Mise en pratique >>
**A)** Indiquez si chacune des affirmations suivantes est conforme au texte de l'exercice, en répondant par oui ou par non et en citant les mots décisifs du texte : (i) Joël est renvoyé à cause d'une histoire de drogue ; (ii) Joël refuse le poste d'assistant qu'on lui propose ; (iii) Myra a l'habitude de travailler en équipe.
**B)** Relevez, dans le premier paragraphe du texte de l'exercice, tous les groupes de mots placés juste avant un deux-points.

Texte de l'exercice >>
* * *

"Verdict", déchéance et rédemption d'un avocat

Joël Deveraux gravit les échelons dans un très prestigieux cabinet d'avocats de New-York, sa vie est toute organisée autour de ce travail, si bien que lorsqu'il est renvoyé à cause d'une sombre histoire de drogue, ce n'est pas que son emploi qu'il perd, c'est bien toute sa vie. Marqué comme infréquentable, aucun cabinet de renom ne souhaite l'embaucher au terme de sa période d'interdiction d'exercice, alors il accepte presque avec plaisir un poste d'assistant dans un bureau d'avocats commis d'office. Son univers désormais : les crimes et délits de la misère urbaine. Ses confrères : des idéalistes qui font du droit comme on va en guerre. Son plus grand désir : retrouver sa vie d'avant.

« S'il y a un fil reliant la vérité à la loi, il était bien trop ténu pour que je le décèle. L'enjeu, ce n'était pas la vérité, mais des versions contradictoires de celle-ci. C'était le scénario compris comme une forme de combat. »

Dans son nouvel emploi, joël est placé sous la responsabilité de Myra, brillante et jolie jeune femme plutôt âpre qui a l'habitude de travailler seule et consacre, elle aussi, sa vie à ses dossiers. Si tout ne commence pas par de franches amabilités, leur complicité va se nouer au fil des pages, à mesure que Joël apprend pour ainsi dire son métier d'avocat plaideur et laisse de côté ses manières d'avocat d'affaires, à mesure qu'il s'humanise. Et c'est l'affaire d'un meurtre dans Gardens, cité contrôlée par des trafiquants de drogues, qui va les réunir et faire le fil du roman : un jeune étudiant blanc est tué au pied de la cité, en compagnie d'un dealer noir. La victime c'est le noir, la victime collatérale et innocente, c'est la blanc. Du moins pour la presse et la vox populi...

* * *

Extraits d'enregistrements >>
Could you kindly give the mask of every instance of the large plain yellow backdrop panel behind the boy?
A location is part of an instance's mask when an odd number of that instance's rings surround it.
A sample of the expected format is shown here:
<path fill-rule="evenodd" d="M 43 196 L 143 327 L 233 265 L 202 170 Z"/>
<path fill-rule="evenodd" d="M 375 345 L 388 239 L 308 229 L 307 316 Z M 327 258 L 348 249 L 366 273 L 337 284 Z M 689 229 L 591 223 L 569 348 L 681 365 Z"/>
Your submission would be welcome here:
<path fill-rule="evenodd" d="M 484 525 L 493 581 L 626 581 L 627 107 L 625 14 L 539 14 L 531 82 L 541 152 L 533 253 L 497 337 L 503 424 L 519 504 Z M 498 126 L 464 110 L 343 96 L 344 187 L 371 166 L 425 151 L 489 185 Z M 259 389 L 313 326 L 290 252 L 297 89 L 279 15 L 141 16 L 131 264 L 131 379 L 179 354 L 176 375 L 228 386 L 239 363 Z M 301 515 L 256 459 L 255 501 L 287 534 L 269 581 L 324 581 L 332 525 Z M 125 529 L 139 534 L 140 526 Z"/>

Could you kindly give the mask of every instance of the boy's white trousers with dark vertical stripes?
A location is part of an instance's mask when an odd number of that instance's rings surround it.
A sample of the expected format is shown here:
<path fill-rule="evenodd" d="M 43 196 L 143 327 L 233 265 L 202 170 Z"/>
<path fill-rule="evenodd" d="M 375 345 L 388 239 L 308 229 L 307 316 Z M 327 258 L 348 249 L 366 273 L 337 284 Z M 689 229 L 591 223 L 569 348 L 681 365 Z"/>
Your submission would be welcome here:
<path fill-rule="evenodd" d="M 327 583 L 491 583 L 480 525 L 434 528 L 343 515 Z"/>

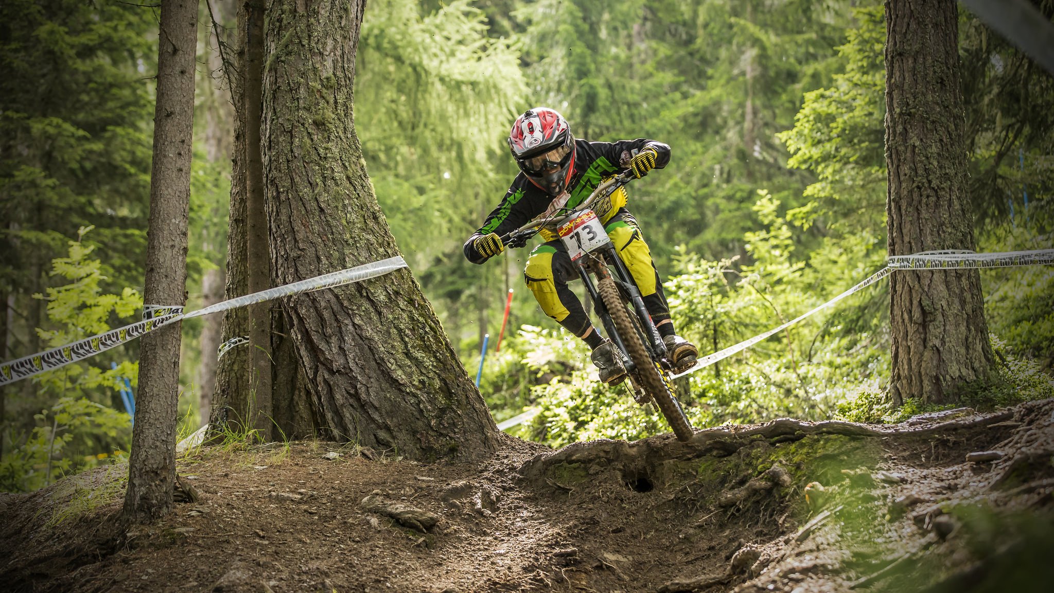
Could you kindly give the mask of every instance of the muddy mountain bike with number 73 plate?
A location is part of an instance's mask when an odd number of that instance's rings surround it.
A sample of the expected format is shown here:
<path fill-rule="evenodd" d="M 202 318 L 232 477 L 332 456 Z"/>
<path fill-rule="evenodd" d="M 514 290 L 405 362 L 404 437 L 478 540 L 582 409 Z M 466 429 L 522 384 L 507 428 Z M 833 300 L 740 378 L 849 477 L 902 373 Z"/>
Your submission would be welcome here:
<path fill-rule="evenodd" d="M 590 209 L 597 200 L 609 197 L 635 178 L 630 171 L 616 175 L 597 186 L 575 208 L 560 208 L 543 214 L 501 238 L 503 244 L 518 247 L 543 228 L 555 232 L 596 304 L 594 310 L 604 331 L 622 355 L 633 399 L 641 405 L 653 401 L 677 438 L 687 441 L 692 435 L 691 423 L 674 395 L 669 377 L 675 368 L 666 345 L 644 306 L 632 274 L 619 259 L 597 213 Z"/>

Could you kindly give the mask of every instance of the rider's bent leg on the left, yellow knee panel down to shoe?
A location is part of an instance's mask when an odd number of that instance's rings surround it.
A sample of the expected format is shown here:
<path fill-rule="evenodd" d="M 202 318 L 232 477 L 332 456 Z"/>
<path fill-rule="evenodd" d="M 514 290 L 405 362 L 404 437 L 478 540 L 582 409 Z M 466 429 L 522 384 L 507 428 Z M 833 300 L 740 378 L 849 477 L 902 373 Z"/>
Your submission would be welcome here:
<path fill-rule="evenodd" d="M 578 273 L 560 241 L 535 247 L 524 270 L 527 287 L 545 314 L 589 344 L 593 350 L 590 358 L 600 369 L 601 381 L 617 382 L 625 375 L 625 369 L 619 357 L 614 356 L 611 343 L 593 328 L 579 298 L 568 288 L 567 282 L 575 278 Z"/>

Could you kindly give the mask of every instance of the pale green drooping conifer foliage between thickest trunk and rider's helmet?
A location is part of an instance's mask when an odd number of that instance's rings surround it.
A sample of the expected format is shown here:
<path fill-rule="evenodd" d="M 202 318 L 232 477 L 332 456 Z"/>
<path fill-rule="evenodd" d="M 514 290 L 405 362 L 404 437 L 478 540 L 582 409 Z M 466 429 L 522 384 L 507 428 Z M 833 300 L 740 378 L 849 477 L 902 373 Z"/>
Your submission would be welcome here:
<path fill-rule="evenodd" d="M 425 16 L 382 0 L 357 56 L 355 112 L 369 122 L 358 131 L 377 200 L 403 253 L 430 264 L 504 192 L 495 157 L 523 93 L 516 54 L 487 37 L 465 0 Z"/>

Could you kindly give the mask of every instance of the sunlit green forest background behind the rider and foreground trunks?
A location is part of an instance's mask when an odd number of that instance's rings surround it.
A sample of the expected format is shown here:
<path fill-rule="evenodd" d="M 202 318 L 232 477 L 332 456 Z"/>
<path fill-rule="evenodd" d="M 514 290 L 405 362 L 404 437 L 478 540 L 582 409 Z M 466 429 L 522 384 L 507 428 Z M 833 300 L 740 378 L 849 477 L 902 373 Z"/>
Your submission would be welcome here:
<path fill-rule="evenodd" d="M 1048 18 L 1054 1 L 1035 2 Z M 222 299 L 234 108 L 231 0 L 203 3 L 191 194 L 190 308 Z M 115 0 L 0 6 L 0 301 L 11 360 L 129 323 L 142 305 L 157 12 Z M 215 26 L 213 26 L 215 24 Z M 759 333 L 881 268 L 885 28 L 873 0 L 373 0 L 356 64 L 356 123 L 398 247 L 499 421 L 560 446 L 663 432 L 539 310 L 526 250 L 485 266 L 462 242 L 516 169 L 516 114 L 558 109 L 578 137 L 648 137 L 670 165 L 629 188 L 680 330 L 704 351 Z M 227 46 L 227 50 L 230 47 Z M 980 251 L 1049 248 L 1054 80 L 968 13 L 959 49 Z M 1054 396 L 1054 279 L 981 274 L 1000 360 L 961 399 Z M 494 352 L 505 295 L 508 329 Z M 895 421 L 887 286 L 879 284 L 696 372 L 696 426 L 780 416 Z M 219 315 L 183 323 L 181 433 L 208 418 Z M 135 342 L 3 387 L 0 490 L 121 459 Z M 125 380 L 128 381 L 125 383 Z"/>

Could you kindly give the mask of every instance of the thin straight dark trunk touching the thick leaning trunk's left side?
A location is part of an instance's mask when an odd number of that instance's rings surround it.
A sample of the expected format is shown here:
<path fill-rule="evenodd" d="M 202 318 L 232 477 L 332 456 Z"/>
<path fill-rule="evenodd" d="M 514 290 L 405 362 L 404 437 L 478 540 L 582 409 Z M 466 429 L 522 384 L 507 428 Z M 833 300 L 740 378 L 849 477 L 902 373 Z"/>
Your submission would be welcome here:
<path fill-rule="evenodd" d="M 246 222 L 249 245 L 249 292 L 271 288 L 264 164 L 260 157 L 260 101 L 264 77 L 264 0 L 246 2 L 246 59 L 242 80 L 246 113 Z M 271 440 L 274 415 L 271 394 L 271 303 L 249 307 L 251 418 L 261 440 Z"/>

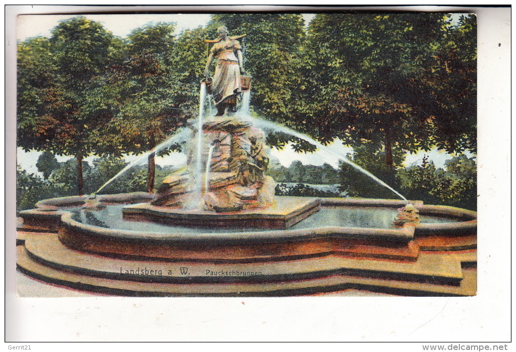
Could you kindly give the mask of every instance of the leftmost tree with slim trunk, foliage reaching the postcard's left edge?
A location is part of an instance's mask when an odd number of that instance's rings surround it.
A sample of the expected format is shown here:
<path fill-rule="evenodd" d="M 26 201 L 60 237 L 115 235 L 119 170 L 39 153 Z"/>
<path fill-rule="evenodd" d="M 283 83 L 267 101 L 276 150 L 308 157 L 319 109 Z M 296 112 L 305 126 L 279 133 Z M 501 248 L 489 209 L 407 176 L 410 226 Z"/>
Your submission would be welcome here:
<path fill-rule="evenodd" d="M 18 47 L 18 145 L 74 155 L 79 195 L 84 193 L 83 157 L 98 147 L 91 135 L 110 118 L 88 109 L 86 92 L 91 79 L 115 58 L 116 45 L 100 23 L 76 17 L 57 25 L 50 40 L 32 39 Z"/>

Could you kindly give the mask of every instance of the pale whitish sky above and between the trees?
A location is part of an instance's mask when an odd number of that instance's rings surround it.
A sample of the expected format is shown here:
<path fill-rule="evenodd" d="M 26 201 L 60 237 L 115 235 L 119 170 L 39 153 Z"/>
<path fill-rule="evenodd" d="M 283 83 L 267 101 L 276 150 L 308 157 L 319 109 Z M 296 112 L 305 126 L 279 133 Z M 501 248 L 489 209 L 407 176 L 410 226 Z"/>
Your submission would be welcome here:
<path fill-rule="evenodd" d="M 310 21 L 315 17 L 313 13 L 302 14 L 305 21 L 305 25 L 308 26 Z M 458 19 L 460 14 L 455 16 Z M 64 14 L 64 15 L 20 15 L 17 20 L 17 35 L 18 41 L 23 41 L 28 38 L 45 36 L 50 37 L 52 29 L 63 20 L 68 20 L 75 17 L 76 14 Z M 102 25 L 111 31 L 116 36 L 126 37 L 131 33 L 132 30 L 146 25 L 150 22 L 175 22 L 176 23 L 176 34 L 180 34 L 184 29 L 193 29 L 199 26 L 206 26 L 210 20 L 209 14 L 86 14 L 86 18 L 102 23 Z M 336 140 L 332 145 L 328 147 L 337 153 L 346 155 L 352 150 L 342 145 L 340 140 Z M 31 151 L 24 152 L 21 148 L 17 149 L 17 162 L 30 173 L 37 173 L 36 162 L 41 152 Z M 271 152 L 273 157 L 279 159 L 280 163 L 288 167 L 293 161 L 299 160 L 303 164 L 322 165 L 329 163 L 332 166 L 337 166 L 338 161 L 335 157 L 328 153 L 314 153 L 314 154 L 299 154 L 290 148 L 285 148 L 282 151 L 273 150 Z M 421 163 L 423 156 L 427 155 L 430 161 L 436 165 L 436 167 L 445 168 L 445 162 L 451 157 L 450 154 L 444 153 L 437 149 L 431 152 L 418 152 L 416 154 L 407 154 L 405 166 L 410 166 L 413 163 Z M 471 153 L 466 154 L 471 156 Z M 322 156 L 322 157 L 321 157 Z M 70 159 L 69 156 L 56 156 L 59 162 Z M 94 157 L 86 158 L 90 164 Z M 132 162 L 135 159 L 134 156 L 127 156 L 126 161 Z M 166 159 L 157 159 L 156 164 L 167 165 L 172 161 L 182 162 L 183 157 L 179 155 L 171 155 Z"/>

* * *

Corrigés détaillés >>
**A)**
(i) Oui : « il est renvoyé à cause d'une sombre histoire de drogue ».
(ii) Non : « il accepte presque avec plaisir un poste d'assistant dans un bureau d'avocats commis d'office ».
(iii) Non : « qui a l'habitude de travailler seule ».

**B)** « Son univers désormais », « Ses confrères », « Son plus grand désir »